• [Exercise goal]: Reproduce the data from the start through the line containing "left=0, top=1, right=527, bottom=36", changing every "boy's" to "child's" and leaving everything else unchanged. Omit the pictures from your answer.

═════ Information supplied ═════

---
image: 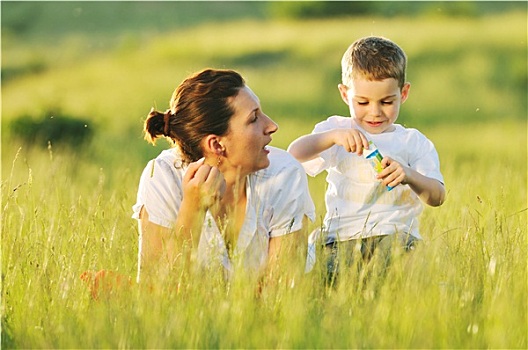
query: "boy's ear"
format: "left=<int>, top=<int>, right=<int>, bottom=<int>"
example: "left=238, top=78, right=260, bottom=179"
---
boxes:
left=337, top=84, right=348, bottom=105
left=401, top=83, right=411, bottom=103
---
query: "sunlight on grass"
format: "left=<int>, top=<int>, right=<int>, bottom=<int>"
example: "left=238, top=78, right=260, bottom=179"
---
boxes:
left=1, top=9, right=528, bottom=348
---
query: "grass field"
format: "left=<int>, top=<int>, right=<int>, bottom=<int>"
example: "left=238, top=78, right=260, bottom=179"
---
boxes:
left=2, top=4, right=528, bottom=349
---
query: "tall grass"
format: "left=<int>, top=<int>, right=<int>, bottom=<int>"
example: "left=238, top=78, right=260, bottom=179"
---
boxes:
left=2, top=119, right=528, bottom=348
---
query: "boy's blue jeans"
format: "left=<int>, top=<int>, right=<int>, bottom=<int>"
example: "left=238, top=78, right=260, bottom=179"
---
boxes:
left=324, top=233, right=418, bottom=284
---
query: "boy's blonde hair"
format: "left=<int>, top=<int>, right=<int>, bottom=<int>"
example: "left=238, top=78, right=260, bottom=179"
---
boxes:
left=341, top=36, right=407, bottom=89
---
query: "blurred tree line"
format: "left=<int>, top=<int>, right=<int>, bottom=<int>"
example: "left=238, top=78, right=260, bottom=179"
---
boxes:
left=269, top=1, right=526, bottom=18
left=0, top=1, right=527, bottom=36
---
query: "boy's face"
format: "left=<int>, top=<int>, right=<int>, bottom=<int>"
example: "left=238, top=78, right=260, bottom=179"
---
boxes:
left=339, top=78, right=411, bottom=134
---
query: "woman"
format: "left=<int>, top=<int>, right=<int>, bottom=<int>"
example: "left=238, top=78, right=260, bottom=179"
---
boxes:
left=133, top=69, right=315, bottom=281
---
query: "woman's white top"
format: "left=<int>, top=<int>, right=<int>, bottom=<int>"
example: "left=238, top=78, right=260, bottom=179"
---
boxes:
left=132, top=147, right=315, bottom=280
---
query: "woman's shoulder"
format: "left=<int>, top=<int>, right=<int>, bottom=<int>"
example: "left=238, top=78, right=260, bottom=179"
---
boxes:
left=265, top=147, right=302, bottom=173
left=253, top=146, right=304, bottom=179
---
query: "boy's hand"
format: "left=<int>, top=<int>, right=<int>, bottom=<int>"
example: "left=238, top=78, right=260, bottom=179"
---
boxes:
left=376, top=157, right=409, bottom=187
left=331, top=129, right=368, bottom=156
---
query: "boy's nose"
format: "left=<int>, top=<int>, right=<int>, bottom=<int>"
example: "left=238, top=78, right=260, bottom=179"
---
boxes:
left=370, top=103, right=381, bottom=116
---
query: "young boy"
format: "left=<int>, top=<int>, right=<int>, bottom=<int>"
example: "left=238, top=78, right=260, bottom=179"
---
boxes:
left=288, top=37, right=445, bottom=277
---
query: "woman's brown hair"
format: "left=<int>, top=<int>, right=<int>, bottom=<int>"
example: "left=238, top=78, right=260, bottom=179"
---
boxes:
left=143, top=69, right=245, bottom=163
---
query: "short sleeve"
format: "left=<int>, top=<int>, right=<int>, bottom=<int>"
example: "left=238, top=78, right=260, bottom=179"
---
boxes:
left=410, top=135, right=444, bottom=183
left=263, top=152, right=315, bottom=237
left=302, top=116, right=351, bottom=176
left=132, top=157, right=182, bottom=228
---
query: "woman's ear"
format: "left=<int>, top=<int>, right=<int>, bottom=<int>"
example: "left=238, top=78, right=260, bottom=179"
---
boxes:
left=337, top=84, right=348, bottom=105
left=204, top=134, right=225, bottom=156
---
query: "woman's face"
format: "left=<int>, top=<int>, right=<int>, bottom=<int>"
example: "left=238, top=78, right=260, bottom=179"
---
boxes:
left=222, top=86, right=278, bottom=176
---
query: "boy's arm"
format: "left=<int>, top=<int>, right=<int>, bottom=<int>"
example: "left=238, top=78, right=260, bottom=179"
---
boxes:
left=288, top=129, right=368, bottom=163
left=377, top=157, right=445, bottom=207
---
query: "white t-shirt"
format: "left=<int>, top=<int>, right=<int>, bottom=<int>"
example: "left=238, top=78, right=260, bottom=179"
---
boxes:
left=303, top=116, right=444, bottom=243
left=132, top=147, right=315, bottom=279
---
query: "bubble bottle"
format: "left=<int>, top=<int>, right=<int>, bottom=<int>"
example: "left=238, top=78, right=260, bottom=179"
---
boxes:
left=363, top=141, right=394, bottom=191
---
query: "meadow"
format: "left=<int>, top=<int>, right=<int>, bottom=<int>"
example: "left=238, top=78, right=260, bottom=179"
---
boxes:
left=1, top=3, right=528, bottom=349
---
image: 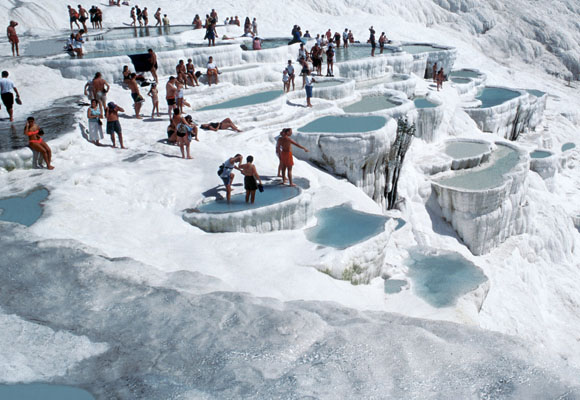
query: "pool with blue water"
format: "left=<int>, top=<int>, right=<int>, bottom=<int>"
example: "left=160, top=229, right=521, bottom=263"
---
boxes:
left=198, top=90, right=284, bottom=111
left=0, top=189, right=48, bottom=226
left=298, top=115, right=387, bottom=133
left=197, top=184, right=301, bottom=214
left=405, top=248, right=487, bottom=308
left=475, top=87, right=520, bottom=108
left=343, top=95, right=400, bottom=113
left=437, top=144, right=519, bottom=190
left=305, top=204, right=389, bottom=249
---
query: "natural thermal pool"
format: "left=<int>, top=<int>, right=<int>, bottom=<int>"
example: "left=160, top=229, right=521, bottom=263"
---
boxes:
left=437, top=144, right=519, bottom=190
left=405, top=248, right=487, bottom=308
left=343, top=95, right=400, bottom=113
left=298, top=115, right=387, bottom=133
left=198, top=90, right=284, bottom=111
left=0, top=189, right=48, bottom=225
left=305, top=204, right=389, bottom=249
left=475, top=87, right=520, bottom=108
left=197, top=184, right=301, bottom=214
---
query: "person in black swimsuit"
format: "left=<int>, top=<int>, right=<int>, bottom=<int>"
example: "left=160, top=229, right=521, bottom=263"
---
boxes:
left=200, top=118, right=241, bottom=132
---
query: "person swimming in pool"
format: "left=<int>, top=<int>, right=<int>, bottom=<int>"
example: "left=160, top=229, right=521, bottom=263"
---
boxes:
left=278, top=128, right=308, bottom=186
left=200, top=118, right=241, bottom=132
left=24, top=117, right=54, bottom=169
left=240, top=156, right=262, bottom=204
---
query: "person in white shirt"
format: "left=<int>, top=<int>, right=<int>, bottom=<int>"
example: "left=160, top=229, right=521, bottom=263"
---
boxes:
left=207, top=57, right=220, bottom=86
left=304, top=70, right=316, bottom=107
left=0, top=71, right=21, bottom=122
left=286, top=60, right=296, bottom=91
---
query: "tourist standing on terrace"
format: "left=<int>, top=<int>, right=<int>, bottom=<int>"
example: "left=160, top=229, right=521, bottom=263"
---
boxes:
left=368, top=26, right=377, bottom=57
left=220, top=154, right=244, bottom=203
left=67, top=6, right=80, bottom=31
left=78, top=4, right=89, bottom=32
left=0, top=71, right=22, bottom=122
left=24, top=117, right=54, bottom=169
left=153, top=8, right=161, bottom=26
left=6, top=21, right=20, bottom=57
left=240, top=156, right=264, bottom=204
left=278, top=128, right=308, bottom=186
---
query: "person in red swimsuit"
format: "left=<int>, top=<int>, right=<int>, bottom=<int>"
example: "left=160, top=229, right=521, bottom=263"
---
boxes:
left=24, top=117, right=54, bottom=169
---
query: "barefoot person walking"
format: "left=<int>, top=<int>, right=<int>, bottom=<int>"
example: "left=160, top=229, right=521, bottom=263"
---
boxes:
left=6, top=21, right=20, bottom=57
left=240, top=156, right=263, bottom=204
left=24, top=117, right=54, bottom=169
left=278, top=128, right=308, bottom=186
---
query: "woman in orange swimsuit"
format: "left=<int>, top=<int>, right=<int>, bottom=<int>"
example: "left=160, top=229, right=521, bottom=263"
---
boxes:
left=24, top=117, right=54, bottom=169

═════

• [Result for this exercise]:
---
image: 
query: "child's ear"
format: "left=<int>, top=<int>, right=<int>, bottom=<int>"
example: "left=238, top=78, right=260, bottom=179"
---
boxes:
left=337, top=84, right=348, bottom=105
left=401, top=83, right=411, bottom=103
---
query: "sunlight on grass"
format: "left=<int>, top=<int>, right=<int>, bottom=<int>"
example: "left=238, top=78, right=260, bottom=179"
---
boxes:
left=1, top=9, right=528, bottom=348
---
query: "grass field"
format: "left=<int>, top=<int>, right=<int>, bottom=<int>"
example: "left=238, top=78, right=260, bottom=179"
---
boxes:
left=2, top=4, right=528, bottom=349
---
query: "tall grass"
format: "left=<int>, top=<int>, right=<int>, bottom=<int>"
example: "left=238, top=78, right=260, bottom=179"
---
boxes:
left=2, top=119, right=528, bottom=348
---
query: "child's blue jeans"
format: "left=<int>, top=<int>, right=<int>, bottom=<int>"
example: "left=238, top=78, right=260, bottom=179"
---
boxes:
left=324, top=233, right=418, bottom=284
---
query: "child's blonde hair"
format: "left=<int>, top=<int>, right=<int>, bottom=<int>"
example: "left=238, top=78, right=260, bottom=179"
---
boxes:
left=341, top=36, right=407, bottom=89
---
query: "blurred tree line"
format: "left=<int>, top=<int>, right=<int>, bottom=<int>"
example: "left=238, top=78, right=260, bottom=179"
---
boxes:
left=269, top=1, right=526, bottom=18
left=0, top=1, right=527, bottom=36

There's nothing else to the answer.